(İstenen İşler)
• a. Alıntı metinde adı geçen kanunların hepsini sayılarıyla birlikte listeleyin.
• b. Kayıtlarda "Target" dizesini içeren bütün satırları toplayın; büyük ve küçük harf ayrımı dikkate alınmalıdır.

Davacılar vekili temyiz dilekçesinde; ceza yargılamasında duruşmada bizzat bulunmalarının ve vekilin beyanlarının tek başına delil olmayacağını, eksik araştırma ile karar verildiğini, tanıkların süresinde bildirildiğini, davalının muvafakati olmadığından dinlenmediğini, verilen kesin sürenin sonuçlarının hatırlatılmadığını, sonuç doğurmayacağını, tanıklar dinlenmeden karar verildiğini belirterek kararın bozulmasını talep etmiştir.

C. Gerekçe

1. Uyuşmazlık ve Hukuki Nitelendirme

Dava, korkutma hukuksal nedenine dayalı tapu iptali ve tescil istemine ilişkindir.

2. İlgili Hukuk

6098 sayılı Türk Borçlar Kanunu'nun 37, 38 ve 39 uncu, 4721 sayılı Türk Medeni Kanunu'nun 6 ncı, 6100 sayılı Hukuk Muhakemeleri Kanunu’nun 190 ıncı maddeleri.

(Verilen Kayıtlar)
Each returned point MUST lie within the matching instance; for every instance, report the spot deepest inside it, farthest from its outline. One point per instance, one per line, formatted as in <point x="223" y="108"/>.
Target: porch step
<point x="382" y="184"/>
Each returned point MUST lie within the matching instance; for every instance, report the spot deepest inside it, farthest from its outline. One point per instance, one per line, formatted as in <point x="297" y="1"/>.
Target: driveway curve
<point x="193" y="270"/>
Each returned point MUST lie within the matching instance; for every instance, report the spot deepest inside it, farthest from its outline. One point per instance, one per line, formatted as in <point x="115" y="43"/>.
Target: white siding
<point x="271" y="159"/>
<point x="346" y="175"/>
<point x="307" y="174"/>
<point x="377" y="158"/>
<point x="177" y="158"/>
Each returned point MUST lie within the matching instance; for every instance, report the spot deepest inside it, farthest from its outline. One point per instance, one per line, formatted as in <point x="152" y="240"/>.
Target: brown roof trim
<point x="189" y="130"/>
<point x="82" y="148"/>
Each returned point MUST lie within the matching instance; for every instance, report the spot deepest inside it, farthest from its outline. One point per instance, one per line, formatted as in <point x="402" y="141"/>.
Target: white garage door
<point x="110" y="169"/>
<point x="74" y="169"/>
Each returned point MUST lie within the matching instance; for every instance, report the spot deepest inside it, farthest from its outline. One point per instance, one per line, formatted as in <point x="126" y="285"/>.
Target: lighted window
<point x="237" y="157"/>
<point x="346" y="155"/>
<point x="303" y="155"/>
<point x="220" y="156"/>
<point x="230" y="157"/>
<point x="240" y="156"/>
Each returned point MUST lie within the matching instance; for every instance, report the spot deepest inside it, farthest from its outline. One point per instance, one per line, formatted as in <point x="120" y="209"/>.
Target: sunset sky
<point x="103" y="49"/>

...

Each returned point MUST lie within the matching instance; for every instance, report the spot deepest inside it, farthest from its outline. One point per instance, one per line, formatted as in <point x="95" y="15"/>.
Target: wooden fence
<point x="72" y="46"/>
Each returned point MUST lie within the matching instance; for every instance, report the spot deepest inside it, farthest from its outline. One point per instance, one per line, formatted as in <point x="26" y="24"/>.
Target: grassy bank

(Beklenen Çıktılar)
• a.
6098 sayılı Türk Borçlar Kanunu
4721 sayılı Türk Medeni Kanunu
6100 sayılı Hukuk Muhakemeleri Kanunu

• b.
Target: porch step
Target: driveway curve
Target: white siding
Target: brown roof trim
Target: white garage door
Target: lighted window
Target: sunset sky
Target: wooden fence
Target: grassy bank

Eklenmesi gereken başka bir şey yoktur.